PROBLEM TO WORK ON — Your answer must hold only the lines below from the line containing "Detect man's forehead in this picture." through the line containing "Detect dark-haired man's lips", each reproduced exactly.

EXTRACTED ENTRIES —
===============
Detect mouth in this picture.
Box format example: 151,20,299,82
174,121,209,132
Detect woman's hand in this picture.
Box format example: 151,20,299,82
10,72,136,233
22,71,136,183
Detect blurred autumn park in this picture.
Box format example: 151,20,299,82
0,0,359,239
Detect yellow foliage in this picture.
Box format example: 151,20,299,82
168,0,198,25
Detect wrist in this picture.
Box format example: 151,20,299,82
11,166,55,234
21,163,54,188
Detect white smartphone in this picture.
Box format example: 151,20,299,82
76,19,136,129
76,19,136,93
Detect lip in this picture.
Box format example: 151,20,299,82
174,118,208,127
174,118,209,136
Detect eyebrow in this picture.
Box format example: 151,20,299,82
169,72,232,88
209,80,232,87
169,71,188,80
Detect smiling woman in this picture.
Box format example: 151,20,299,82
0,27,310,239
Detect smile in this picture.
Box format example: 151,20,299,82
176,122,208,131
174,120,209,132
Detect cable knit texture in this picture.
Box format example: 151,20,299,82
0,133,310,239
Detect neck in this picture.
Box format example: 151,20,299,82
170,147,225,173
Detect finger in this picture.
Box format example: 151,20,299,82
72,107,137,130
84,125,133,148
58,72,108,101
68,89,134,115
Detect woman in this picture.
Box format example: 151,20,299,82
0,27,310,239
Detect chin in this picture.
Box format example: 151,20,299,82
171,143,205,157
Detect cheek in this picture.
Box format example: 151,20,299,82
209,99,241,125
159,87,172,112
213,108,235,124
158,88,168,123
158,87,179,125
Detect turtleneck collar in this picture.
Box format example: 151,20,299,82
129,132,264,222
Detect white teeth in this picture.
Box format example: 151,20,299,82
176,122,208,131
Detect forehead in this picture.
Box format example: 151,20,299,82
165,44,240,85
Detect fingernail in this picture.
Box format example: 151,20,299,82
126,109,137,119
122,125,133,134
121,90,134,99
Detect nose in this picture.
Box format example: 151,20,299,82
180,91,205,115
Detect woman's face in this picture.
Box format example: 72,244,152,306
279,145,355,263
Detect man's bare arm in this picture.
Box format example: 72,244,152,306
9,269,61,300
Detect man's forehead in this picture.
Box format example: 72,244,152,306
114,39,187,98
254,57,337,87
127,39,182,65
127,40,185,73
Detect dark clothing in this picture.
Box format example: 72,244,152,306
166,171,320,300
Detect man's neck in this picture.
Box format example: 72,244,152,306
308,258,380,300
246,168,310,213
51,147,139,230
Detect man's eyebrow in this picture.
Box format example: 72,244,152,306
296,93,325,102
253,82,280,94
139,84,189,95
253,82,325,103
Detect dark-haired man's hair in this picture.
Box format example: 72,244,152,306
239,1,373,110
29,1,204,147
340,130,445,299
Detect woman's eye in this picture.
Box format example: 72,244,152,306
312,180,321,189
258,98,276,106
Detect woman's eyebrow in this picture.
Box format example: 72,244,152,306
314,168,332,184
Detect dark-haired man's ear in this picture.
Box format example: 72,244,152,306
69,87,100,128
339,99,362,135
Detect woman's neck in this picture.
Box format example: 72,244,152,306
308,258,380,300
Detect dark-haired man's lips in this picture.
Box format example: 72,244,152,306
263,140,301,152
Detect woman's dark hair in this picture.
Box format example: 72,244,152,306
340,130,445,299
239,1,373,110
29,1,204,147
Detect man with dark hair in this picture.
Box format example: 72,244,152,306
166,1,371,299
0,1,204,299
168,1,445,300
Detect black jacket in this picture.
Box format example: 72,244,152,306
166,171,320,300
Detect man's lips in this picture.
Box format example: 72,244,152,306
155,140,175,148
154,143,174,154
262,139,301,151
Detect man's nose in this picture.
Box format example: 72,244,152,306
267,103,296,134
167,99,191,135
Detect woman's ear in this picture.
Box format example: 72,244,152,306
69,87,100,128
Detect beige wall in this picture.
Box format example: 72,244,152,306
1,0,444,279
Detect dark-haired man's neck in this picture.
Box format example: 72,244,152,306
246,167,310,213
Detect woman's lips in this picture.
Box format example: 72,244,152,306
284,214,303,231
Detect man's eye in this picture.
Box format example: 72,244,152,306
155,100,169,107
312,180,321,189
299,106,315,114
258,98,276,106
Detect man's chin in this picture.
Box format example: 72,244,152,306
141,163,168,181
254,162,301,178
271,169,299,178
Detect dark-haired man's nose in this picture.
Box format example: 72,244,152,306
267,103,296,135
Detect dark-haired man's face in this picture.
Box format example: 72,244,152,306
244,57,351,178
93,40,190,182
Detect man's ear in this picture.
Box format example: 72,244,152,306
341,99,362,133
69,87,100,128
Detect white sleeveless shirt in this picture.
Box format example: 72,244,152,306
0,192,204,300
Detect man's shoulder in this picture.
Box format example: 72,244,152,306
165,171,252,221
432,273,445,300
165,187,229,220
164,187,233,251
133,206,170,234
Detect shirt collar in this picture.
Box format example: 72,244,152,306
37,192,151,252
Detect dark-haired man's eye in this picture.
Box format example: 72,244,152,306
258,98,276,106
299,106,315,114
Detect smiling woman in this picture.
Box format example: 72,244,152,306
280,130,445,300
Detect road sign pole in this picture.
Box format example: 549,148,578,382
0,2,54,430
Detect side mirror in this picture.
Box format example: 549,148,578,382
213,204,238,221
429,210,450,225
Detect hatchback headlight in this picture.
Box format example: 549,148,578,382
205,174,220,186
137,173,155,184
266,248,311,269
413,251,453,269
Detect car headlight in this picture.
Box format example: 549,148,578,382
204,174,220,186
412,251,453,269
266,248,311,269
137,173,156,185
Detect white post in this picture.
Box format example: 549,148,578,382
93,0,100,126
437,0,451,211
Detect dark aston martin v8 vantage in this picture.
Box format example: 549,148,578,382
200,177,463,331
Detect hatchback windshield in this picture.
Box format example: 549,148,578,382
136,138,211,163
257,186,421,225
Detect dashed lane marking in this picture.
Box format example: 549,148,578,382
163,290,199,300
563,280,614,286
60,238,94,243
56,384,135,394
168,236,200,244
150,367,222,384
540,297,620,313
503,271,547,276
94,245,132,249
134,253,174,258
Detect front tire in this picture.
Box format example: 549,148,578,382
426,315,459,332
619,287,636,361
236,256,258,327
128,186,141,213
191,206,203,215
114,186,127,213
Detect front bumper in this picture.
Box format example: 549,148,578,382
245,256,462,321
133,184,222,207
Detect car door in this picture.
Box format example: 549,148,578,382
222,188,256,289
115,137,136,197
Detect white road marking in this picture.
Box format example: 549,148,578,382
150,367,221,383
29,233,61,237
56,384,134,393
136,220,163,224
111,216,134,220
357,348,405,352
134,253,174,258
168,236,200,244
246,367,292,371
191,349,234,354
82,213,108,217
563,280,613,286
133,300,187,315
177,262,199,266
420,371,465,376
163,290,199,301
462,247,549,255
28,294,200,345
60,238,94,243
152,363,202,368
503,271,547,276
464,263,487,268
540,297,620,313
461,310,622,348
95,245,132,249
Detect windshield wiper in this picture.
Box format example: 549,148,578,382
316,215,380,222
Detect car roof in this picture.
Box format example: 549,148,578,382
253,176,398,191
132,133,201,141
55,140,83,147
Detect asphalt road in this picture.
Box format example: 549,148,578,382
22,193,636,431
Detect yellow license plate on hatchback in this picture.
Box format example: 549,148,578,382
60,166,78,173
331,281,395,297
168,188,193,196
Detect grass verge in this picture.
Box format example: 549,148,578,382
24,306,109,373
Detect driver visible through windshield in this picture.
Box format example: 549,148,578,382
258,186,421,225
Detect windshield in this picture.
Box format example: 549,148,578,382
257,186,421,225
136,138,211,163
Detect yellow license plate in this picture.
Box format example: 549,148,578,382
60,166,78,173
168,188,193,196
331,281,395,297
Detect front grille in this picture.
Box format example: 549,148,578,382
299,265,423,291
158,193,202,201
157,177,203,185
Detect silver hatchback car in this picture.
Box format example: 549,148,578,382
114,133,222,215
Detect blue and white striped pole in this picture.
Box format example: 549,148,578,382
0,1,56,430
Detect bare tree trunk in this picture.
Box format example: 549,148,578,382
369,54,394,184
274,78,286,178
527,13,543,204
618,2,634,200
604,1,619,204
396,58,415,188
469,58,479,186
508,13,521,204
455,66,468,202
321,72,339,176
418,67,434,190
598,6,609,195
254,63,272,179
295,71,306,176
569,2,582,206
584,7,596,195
===============
RESPONSE —
Detect man's forehead in this picture.
Box format example: 72,244,152,306
114,39,187,98
254,57,337,87
127,39,182,65
127,40,185,73
Detect dark clothing in this picture.
Box format example: 72,244,152,306
166,171,320,300
Detect man's neck in this picture.
Box format example: 72,244,152,306
308,258,380,300
246,168,310,213
51,147,139,230
Detect man's eyebrow in this picture.
Box format example: 72,244,152,306
296,93,325,102
253,82,280,94
139,84,189,95
253,82,325,103
Detect dark-haired man's hair in this picture.
Box format example: 72,244,152,306
239,1,373,110
29,1,204,147
340,130,445,299
Detect woman's eye in this picture.
Box format example: 72,244,152,306
312,180,321,189
258,98,276,106
Detect woman's eyebrow in this picture.
Box format example: 72,244,152,306
314,168,332,184
Detect dark-haired man's ear in this picture.
Box format example: 72,244,152,306
69,87,100,128
339,99,362,135
Detect woman's neck in this picture.
Box format example: 72,244,152,306
308,258,380,300
Detect dark-haired man's lips in this picture.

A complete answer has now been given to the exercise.